Соответственно, врач получает мощный инструмент анализа состояния пациента и назначения наиболее эффективного лечения. Администраторы здравоохранения получают информацию, что происходит на территории, какое количество пациентов, какими препаратами эти пациенты лечатся. Соответственно, какой объем должен быть закупки препаратов. И это касается администраторов здравоохранения как регионального уровня, так и федерального. На уровне главного специалиста страны, я уже не говорю о Министерстве здравоохранения, это полная информация о том, что происходит в определённой терапевтической области.

Для примера можно взять наш регистр, опять же наш, регистр сахарного диабета. Мы ведем регистр сахарного диабета на территории России совместно с эндокринологическим научным центром. Он охватывает все 85 регионов России. Мы имеем представление, точнее, наши коллеги из НМИЦ эндокринологии имеют абсолютно полное представление о том, что происходит с пациентами с сахарным диабетом на территории России. Это огромная база научной информации. Клинической, разумеется, в первую очередь, научной информации. Соответственно, на основе регистра делается большое количество публикаций, выступлений на международных, российских мероприятиях и так далее. Это кладезь информационный.

- Антон Артёмов – человек, который очень любит регистры. Антон, скажи, пожалуйста, кто заносит информацию в регистры?

- Врачи.

- Это дополнительная нагрузка?

- Это дополнительная нагрузка во многих случаях.

- Сейчас основной… Даже это не претензия. Я не знаю, как это лучше сформулировать. Но это замечает, каждый, любой пациент, который приходит на прием к врачу, особенно к участковому врачу, к примеру. Или в любое государственное первичного звена медучреждение, он видит, что врач 90% времени он чего-то там одной или двумя руками вбивает в компьютер. У него, зачастую, нет даже времени посмотреть в глаза пациенту. Если это дополнительная нагрузка, как её воспринимают врачи, в первую очередь?

- Очень негативно. Вполне естественно. Потому что мы сами знаем ситуации, в особенности это касается врачей онкологов. Вот я сам лично разговаривал с человеком, у которого…которому приходится одну и ту же информацию вводить в десять систем. Это абсурд. Ты совершенно права. И поэтому мы сейчас как раз работаем над принципиально новым подходом к тому, как это должно происходить. Мы хотим не просто снять нагрузку дополнительную, которую вызывает у врача ввод данных в наш регистр или в наши регистры, потому что у нас регистров более 50 на сегодняшний день. А мы хотим помочь врачам вообще сделать один единственный вход. Например, есть девять систем, в который должна попасть некая информация. И вот мы хотим сделать то самое окошко, в которое вводится информация и потом, соответственно, распределяется по десяти системам.

**Учебный материал**
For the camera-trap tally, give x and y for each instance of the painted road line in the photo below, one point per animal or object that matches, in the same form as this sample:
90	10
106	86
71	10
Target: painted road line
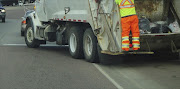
108	77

**Задание A**
Определите, соответствуют ли фрагменту о медицинских регистрах следующие утверждения: (i) регистр сахарного диабета охватывает все 85 регионов России; (ii) ввод данных в регистры никогда не создаёт для врачей дополнительной нагрузки; (iii) регистров сейчас менее 50. Для каждого утверждения ответьте «да» или «нет» и дословно приведите слова фрагмента, которые это решают.
**Задание B**
Выпишите дословно из фрагмента о медицинских регистрах отрывок начиная со слов «Для примера можно» и заканчивая словами «во многих случаях.» включительно.
Приведённый материал здесь не используется.

**Ответ на задание A**
(i) Да: «Он охватывает все 85 регионов России».
(ii) Нет: «Это дополнительная нагрузка во многих случаях».
(iii) Нет: «у нас регистров более 50 на сегодняшний день».

**Ответ на задание B**
Для примера можно взять наш регистр, опять же наш, регистр сахарного диабета. Мы ведем регистр сахарного диабета на территории России совместно с эндокринологическим научным центром. Он охватывает все 85 регионов России. Мы имеем представление, точнее, наши коллеги из НМИЦ эндокринологии имеют абсолютно полное представление о том, что происходит с пациентами с сахарным диабетом на территории России. Это огромная база научной информации. Клинической, разумеется, в первую очередь, научной информации. Соответственно, на основе регистра делается большое количество публикаций, выступлений на международных, российских мероприятиях и так далее. Это кладезь информационный.

- Антон Артёмов – человек, который очень любит регистры. Антон, скажи, пожалуйста, кто заносит информацию в регистры?

- Врачи.

- Это дополнительная нагрузка?

- Это дополнительная нагрузка во многих случаях.